■ **Stated goal**: Reproduce each of the records below word for word, with every line kept in its original order.

# start of Data extract

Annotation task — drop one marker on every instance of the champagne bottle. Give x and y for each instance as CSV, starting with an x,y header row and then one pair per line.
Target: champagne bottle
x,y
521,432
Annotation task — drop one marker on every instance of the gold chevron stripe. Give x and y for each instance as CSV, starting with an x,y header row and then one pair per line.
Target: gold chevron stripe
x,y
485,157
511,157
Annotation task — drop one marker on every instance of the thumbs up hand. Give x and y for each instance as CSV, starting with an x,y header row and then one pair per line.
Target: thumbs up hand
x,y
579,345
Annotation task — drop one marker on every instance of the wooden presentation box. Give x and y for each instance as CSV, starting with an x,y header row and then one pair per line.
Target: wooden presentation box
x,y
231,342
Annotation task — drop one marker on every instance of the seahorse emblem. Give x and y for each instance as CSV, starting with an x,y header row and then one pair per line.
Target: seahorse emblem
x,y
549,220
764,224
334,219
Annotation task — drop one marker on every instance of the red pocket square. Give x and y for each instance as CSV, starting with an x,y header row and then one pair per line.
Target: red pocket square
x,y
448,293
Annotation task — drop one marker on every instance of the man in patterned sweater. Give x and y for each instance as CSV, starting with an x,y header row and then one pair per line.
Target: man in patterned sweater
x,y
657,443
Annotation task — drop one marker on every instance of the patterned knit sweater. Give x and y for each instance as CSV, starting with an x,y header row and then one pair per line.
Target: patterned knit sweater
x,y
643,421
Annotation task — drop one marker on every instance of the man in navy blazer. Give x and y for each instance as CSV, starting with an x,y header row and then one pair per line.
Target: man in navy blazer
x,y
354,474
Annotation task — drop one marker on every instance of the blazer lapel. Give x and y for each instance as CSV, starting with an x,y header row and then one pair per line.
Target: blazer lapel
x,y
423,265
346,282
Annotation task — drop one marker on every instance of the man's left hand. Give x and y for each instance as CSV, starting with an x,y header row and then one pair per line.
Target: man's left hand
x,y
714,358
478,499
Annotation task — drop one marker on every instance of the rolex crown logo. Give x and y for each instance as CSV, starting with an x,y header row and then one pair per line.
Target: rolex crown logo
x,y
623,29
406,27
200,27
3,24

# end of Data extract

■ **Result for this task**:
Annotation task — drop one marker on every instance of the champagne bottle. Give x and y for each instance as CSV, starting with an x,y header row and then one pair per line.
Target: champagne bottle
x,y
521,432
Annotation task — drop one marker on every instance of the gold chevron stripe. Give x and y for each instance as CSV, starting with an x,y header row and then one pair per line.
Target: gold chevron stripe
x,y
485,157
511,157
Annotation task — drop one marker on every instance of the thumbs up hand. Give x and y for each instance as CSV, starting with an x,y header row and then one pair per line.
Target: thumbs up hand
x,y
579,345
Annotation task — drop one marker on every instance of the wooden presentation box. Give x and y for each instance as CSV, starting with an x,y header row and then one pair per line.
Target: wooden presentation box
x,y
231,342
Annotation task — drop one marker on every instance of the seahorse emblem. Give x and y for each instance as CSV, starting with an x,y header row and then one pair per line.
Target: seahorse emblem
x,y
549,220
764,224
334,219
Annotation task — drop one marker on every instance of the red pocket square. Give x and y for each instance as CSV, starting with an x,y header row and then one pair per line.
Target: red pocket square
x,y
448,293
Annotation task — drop one marker on every instance of the man in patterned sweater. Give x and y for each instance as CSV, starting with an x,y header row and then one pair per line.
Target: man in patterned sweater
x,y
657,443
Annotation task — drop one marker on every instance of the patterned knit sweater. Give x and y for each instance as CSV, starting with an x,y header row and then one pair per line.
Target: patterned knit sweater
x,y
643,421
Annotation task — drop one marker on every instance of the man in navy blazer. Give x and y for each instance as CSV, starting with an x,y header row and then one pair per line.
Target: man in navy blazer
x,y
354,474
Annotation task — drop one marker on every instance of the blazer lapel. Give x and y for each instance as CSV, starting with an x,y header row and then one pair per line.
Target: blazer lapel
x,y
423,265
346,282
Annotation task — drop one marker on every instance of the man's left hand. Give x and y for each instance as CSV, starting with an x,y header row and then one pair per line.
Target: man's left hand
x,y
714,358
478,499
Annotation task — drop one marker on every instance of the rolex crown logo. Give x and y for each instance as CSV, starting with an x,y header row and then one pair per line.
Target: rolex crown logo
x,y
623,29
406,27
200,27
3,24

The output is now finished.